- **EXTRAIT FOURNI**:
Le prix d’achat réel (incluant la taxe de vente applicable) payé par la compagnie de chemin de fer pour un article quelconque.

Un taux de frais généraux de matériel qui couvre les frais liés à l’administration, à la supervision, à l’acquisition, à la comptabilité, ainsi qu’aux autres frais connexes tels que les frais de services publics. Ce taux comprend également les travaux de conception et d’ingénierie internes, les questions d’ordre juridique, les inspections et le contrôle de la qualité, et les activités de dédouanement.

L’annexe C du Guide indique le taux de frais généraux de matériel approprié, qui s’appliquera à tous les frais de matériel relatifs aux travaux de construction ou d’entretien imprévu.

[43] CN soutient que l’annexe C du Guide de l’Office prévoit un pourcentage de frais généraux à appliquer, lequel totalise 50 pour cent des frais de matériel.

[44] CN est en désaccord avec le fait que  la facture de Safetran est caractéristique d’un sous-traitant,  et fait valoir que même si la facture comporte une ventilation de la main-d’œuvre et du matériel utilisés pour fabriquer les ensembles précâblés, cette ventilation détaillée ne peut, en elle-même, transformer fondamentalement la nature d’un produit livrable final en un service. CN soutient qu’étant donné que les ensembles précâblés doivent être personnalisés et fabriqués sur mesure, les frais généraux associés à l’achat de tels ensembles devraient être supérieurs à ceux du matériel normalisé en série,  qui fait déjà incontestablement l’objet d’une attribution de frais généraux de 50 pour cent. CN explique que ce sont ses ingénieurs qui doivent fournir un avant-projet sommaire et d’autres spécifications à adapter à chaque emplacement où des ensembles précâblés doivent être installés.

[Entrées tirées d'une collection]
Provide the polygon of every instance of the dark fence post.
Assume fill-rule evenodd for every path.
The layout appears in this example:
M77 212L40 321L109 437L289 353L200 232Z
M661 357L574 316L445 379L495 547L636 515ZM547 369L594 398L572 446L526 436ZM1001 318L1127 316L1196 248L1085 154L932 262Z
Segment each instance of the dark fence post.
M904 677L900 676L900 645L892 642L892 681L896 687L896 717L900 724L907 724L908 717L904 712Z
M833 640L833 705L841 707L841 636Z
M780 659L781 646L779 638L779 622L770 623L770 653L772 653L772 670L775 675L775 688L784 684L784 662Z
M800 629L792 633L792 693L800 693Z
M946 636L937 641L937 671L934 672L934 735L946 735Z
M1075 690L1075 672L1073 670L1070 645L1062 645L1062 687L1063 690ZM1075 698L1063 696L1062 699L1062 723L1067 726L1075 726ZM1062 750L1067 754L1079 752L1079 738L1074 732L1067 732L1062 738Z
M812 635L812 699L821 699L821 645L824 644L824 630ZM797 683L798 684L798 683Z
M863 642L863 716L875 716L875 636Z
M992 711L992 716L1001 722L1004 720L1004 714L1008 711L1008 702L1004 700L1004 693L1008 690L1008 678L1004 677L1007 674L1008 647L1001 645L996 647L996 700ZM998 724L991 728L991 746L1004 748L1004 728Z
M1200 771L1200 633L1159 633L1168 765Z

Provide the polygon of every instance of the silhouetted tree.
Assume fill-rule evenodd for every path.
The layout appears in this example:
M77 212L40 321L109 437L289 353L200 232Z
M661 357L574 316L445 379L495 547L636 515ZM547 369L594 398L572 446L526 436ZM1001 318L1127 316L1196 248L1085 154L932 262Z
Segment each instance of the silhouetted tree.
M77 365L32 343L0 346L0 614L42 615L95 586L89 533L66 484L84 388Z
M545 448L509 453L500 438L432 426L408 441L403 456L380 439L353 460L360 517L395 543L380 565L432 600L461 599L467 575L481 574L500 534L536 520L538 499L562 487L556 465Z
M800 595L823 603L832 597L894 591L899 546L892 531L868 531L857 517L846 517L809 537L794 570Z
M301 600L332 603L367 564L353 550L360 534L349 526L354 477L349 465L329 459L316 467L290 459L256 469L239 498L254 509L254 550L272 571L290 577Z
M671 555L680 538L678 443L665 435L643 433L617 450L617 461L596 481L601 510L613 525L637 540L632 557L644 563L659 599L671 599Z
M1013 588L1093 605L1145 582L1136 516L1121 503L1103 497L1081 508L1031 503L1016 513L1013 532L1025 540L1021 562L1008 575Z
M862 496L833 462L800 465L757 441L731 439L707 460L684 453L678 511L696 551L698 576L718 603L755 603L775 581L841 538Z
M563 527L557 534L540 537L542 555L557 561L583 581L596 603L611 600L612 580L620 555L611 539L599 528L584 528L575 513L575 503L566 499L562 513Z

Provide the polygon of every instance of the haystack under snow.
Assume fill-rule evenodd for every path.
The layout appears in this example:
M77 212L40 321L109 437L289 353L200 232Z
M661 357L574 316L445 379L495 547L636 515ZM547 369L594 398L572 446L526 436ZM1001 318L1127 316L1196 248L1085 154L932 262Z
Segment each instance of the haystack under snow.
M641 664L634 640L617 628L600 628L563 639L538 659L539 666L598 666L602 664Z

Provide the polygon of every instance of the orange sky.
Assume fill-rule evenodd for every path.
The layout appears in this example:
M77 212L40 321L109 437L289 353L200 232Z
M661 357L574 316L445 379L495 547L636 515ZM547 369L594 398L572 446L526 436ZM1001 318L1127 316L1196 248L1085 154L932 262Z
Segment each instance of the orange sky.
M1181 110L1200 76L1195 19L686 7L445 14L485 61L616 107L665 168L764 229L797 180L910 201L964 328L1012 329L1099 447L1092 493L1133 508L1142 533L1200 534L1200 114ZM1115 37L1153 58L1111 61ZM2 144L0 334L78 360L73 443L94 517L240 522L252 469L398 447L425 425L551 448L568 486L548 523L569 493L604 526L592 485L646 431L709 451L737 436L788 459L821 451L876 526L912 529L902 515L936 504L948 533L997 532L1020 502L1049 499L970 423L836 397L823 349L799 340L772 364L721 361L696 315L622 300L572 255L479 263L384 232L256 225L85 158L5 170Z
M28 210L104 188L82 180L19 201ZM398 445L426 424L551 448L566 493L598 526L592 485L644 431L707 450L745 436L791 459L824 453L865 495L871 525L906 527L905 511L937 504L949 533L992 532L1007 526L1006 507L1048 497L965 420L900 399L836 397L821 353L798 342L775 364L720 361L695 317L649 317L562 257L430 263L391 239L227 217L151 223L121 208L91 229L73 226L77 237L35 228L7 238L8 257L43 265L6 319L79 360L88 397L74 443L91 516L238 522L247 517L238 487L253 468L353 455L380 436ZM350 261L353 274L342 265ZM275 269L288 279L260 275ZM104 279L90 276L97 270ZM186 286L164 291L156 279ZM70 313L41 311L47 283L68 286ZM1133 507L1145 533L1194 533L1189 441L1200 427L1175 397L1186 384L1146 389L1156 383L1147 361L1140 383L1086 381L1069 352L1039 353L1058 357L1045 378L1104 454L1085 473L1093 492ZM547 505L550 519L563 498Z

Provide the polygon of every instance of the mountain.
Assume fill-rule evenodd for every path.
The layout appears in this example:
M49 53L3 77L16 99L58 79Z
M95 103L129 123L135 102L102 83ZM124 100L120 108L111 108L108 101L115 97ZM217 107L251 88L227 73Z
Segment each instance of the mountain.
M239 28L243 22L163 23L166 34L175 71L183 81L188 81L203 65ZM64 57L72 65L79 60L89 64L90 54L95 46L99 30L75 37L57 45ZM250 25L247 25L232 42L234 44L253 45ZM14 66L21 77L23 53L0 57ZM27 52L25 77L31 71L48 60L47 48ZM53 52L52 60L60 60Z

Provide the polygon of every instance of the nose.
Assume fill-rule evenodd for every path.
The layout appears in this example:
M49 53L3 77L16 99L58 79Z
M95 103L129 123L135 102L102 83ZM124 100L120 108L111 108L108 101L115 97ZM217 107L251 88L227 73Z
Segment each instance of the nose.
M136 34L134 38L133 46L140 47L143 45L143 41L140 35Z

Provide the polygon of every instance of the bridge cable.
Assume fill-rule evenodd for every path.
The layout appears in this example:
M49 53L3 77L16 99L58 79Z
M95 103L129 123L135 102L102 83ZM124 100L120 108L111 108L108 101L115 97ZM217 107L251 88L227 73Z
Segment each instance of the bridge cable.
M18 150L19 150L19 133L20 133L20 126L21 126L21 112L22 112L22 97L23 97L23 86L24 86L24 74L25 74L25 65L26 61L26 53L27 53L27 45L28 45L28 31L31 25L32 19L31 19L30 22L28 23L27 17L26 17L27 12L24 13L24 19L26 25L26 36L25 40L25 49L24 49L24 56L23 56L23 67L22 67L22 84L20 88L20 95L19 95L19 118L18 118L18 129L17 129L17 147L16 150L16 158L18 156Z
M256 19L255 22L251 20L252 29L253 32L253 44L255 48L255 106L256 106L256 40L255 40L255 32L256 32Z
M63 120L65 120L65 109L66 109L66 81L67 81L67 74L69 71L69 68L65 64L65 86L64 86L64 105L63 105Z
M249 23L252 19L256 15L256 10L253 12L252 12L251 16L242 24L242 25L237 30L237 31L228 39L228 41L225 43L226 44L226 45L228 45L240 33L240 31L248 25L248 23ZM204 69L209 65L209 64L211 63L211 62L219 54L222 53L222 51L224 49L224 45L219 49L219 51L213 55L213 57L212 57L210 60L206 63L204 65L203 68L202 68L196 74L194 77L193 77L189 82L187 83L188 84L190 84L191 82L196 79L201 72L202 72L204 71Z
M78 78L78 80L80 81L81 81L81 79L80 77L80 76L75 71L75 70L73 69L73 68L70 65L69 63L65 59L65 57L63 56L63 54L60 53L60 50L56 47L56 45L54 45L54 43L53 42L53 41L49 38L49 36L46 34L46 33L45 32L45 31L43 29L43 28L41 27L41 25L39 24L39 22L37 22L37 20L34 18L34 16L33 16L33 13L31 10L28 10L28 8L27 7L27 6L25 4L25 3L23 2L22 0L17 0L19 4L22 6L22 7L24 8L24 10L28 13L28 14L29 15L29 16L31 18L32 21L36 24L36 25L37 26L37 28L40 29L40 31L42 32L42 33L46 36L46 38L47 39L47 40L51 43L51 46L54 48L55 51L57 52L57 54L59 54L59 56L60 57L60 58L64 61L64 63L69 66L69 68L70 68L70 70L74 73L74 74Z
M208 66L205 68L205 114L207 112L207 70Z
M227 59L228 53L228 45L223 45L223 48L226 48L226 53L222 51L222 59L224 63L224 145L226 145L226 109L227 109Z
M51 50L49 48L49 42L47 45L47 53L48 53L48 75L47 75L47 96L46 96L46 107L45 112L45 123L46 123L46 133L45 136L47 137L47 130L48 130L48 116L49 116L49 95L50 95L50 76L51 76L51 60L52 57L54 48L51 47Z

- **PROBLÈME COURT**: Mettez à jour l'extrait sur les frais généraux de matériel en recopiant tout ce qui va de « L’annexe C du Guide indique » jusqu'à « frais de matériel. », avec « annexe C » remplacé par « annexe D ». Appuyez-vous uniquement sur l'extrait.

- **RÉSULTAT OBTENU**:
L’annexe D du Guide indique le taux de frais généraux de matériel approprié, qui s’appliquera à tous les frais de matériel relatifs aux travaux de construction ou d’entretien imprévu.

[43] CN soutient que l’annexe D du Guide de l’Office prévoit un pourcentage de frais généraux à appliquer, lequel totalise 50 pour cent des frais de matériel.